> **What you have to do**:
Turn all of the lines below into a JSON list of strings, one string for each line, and skip any blank lines.

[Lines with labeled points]
[START]
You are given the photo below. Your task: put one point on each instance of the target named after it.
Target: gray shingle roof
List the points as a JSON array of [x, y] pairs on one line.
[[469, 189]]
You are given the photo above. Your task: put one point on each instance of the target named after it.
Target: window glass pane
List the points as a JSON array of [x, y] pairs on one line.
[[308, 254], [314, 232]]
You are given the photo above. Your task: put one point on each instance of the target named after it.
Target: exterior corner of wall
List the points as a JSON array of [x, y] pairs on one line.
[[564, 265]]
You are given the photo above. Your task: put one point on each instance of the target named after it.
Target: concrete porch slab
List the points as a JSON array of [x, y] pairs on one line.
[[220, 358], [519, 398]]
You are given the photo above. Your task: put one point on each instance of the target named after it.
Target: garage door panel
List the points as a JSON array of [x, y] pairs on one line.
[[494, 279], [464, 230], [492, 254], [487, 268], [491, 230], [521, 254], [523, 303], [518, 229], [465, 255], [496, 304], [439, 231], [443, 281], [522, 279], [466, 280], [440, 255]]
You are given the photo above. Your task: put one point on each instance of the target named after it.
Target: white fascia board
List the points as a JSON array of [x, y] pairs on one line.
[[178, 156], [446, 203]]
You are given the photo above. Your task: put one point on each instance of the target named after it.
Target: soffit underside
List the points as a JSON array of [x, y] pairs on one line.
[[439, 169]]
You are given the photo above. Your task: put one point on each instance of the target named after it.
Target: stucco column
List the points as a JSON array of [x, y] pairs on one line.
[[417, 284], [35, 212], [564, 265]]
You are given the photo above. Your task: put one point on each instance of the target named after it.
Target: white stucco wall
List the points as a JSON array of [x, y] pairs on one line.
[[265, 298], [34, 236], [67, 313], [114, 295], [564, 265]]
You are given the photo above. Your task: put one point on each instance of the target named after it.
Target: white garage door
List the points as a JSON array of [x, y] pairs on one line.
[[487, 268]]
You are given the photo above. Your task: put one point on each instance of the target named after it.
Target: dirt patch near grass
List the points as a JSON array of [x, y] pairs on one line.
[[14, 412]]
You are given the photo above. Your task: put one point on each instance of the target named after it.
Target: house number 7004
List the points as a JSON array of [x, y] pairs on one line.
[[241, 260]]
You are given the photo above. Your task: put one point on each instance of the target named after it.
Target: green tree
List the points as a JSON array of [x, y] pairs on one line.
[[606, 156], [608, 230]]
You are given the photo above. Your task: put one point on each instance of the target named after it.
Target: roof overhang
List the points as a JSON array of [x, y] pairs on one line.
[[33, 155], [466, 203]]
[END]
> **The response**:
[
  "You are given the photo below. Your task: put one point on each instance of the target named after it.",
  "Target: gray shingle roof",
  "List the points as a JSON array of [x, y] pairs on one line.",
  "[[469, 189]]",
  "You are given the photo above. Your task: put one point on each instance of the target named after it.",
  "Target: window glass pane",
  "List the points as a JSON array of [x, y] pairs on one line.",
  "[[308, 254], [314, 232]]",
  "You are given the photo above. Your task: put one point on each instance of the target named after it.",
  "Target: exterior corner of wall",
  "List the points as a JSON array of [x, y] pairs on one line.",
  "[[564, 265]]",
  "You are given the photo above. Your task: put one point on each instance of the target named after it.",
  "Target: concrete porch slab",
  "List the points as a JSON array of [x, y] pairs on one line.",
  "[[220, 358], [519, 398]]",
  "You are given the photo above. Your task: put one point on each instance of the target named after it.",
  "Target: garage door panel",
  "List the points as a JSON array of [x, y] pairs on one line.",
  "[[494, 279], [464, 230], [492, 254], [487, 268], [491, 230], [521, 254], [523, 303], [518, 229], [465, 255], [496, 304], [439, 231], [443, 281], [522, 279], [466, 280], [440, 255]]",
  "You are given the photo above. Your task: put one point on each instance of the target named after it.",
  "Target: white fascia board",
  "List the points as a JSON array of [x, y] pairs on one line.",
  "[[178, 156], [446, 203]]",
  "You are given the photo above. Your task: put one point on each instance of the target named after it.",
  "Target: soffit underside",
  "List the points as a JSON array of [x, y] pairs on one line.",
  "[[439, 169]]",
  "You are given the photo above. Your task: put one point on each instance of the target named after it.",
  "Target: stucco column",
  "List the points as a JSON array of [x, y] pairs on one line.",
  "[[417, 284], [35, 212], [564, 265]]",
  "You are given the photo above. Your task: put one point on each instance of the target named after it.",
  "Target: white stucco wall",
  "List the points as a JSON array of [x, y] pairs on one line.",
  "[[265, 298], [34, 236], [67, 313], [114, 295], [564, 265]]",
  "You are given the photo above. Your task: put one point on each instance of the target named after it.",
  "Target: white garage door",
  "List the points as a JSON array of [x, y] pairs on one line.",
  "[[487, 268]]",
  "You are given the photo above. Your task: put one point on each instance of the target named after it.",
  "Target: dirt patch near grass",
  "List the points as a JSON array of [x, y] pairs on one line.",
  "[[14, 412]]",
  "You are given the photo above. Your task: put one point on each instance of the target named after it.",
  "Target: house number 7004",
  "List the points as a JSON array of [x, y] pairs on one line.",
  "[[241, 260]]",
  "You are given the photo above. Your task: put one point on each instance of the target named after it.",
  "Target: green tree",
  "List the points as a JSON array of [x, y] pairs on one line.",
  "[[606, 156], [608, 230]]",
  "You are given the photo above. Your task: put one point on each instance of the target named after it.",
  "Target: roof overhang",
  "List the points as a JSON array of [x, y] pairs on one line.",
  "[[33, 155], [466, 203]]"
]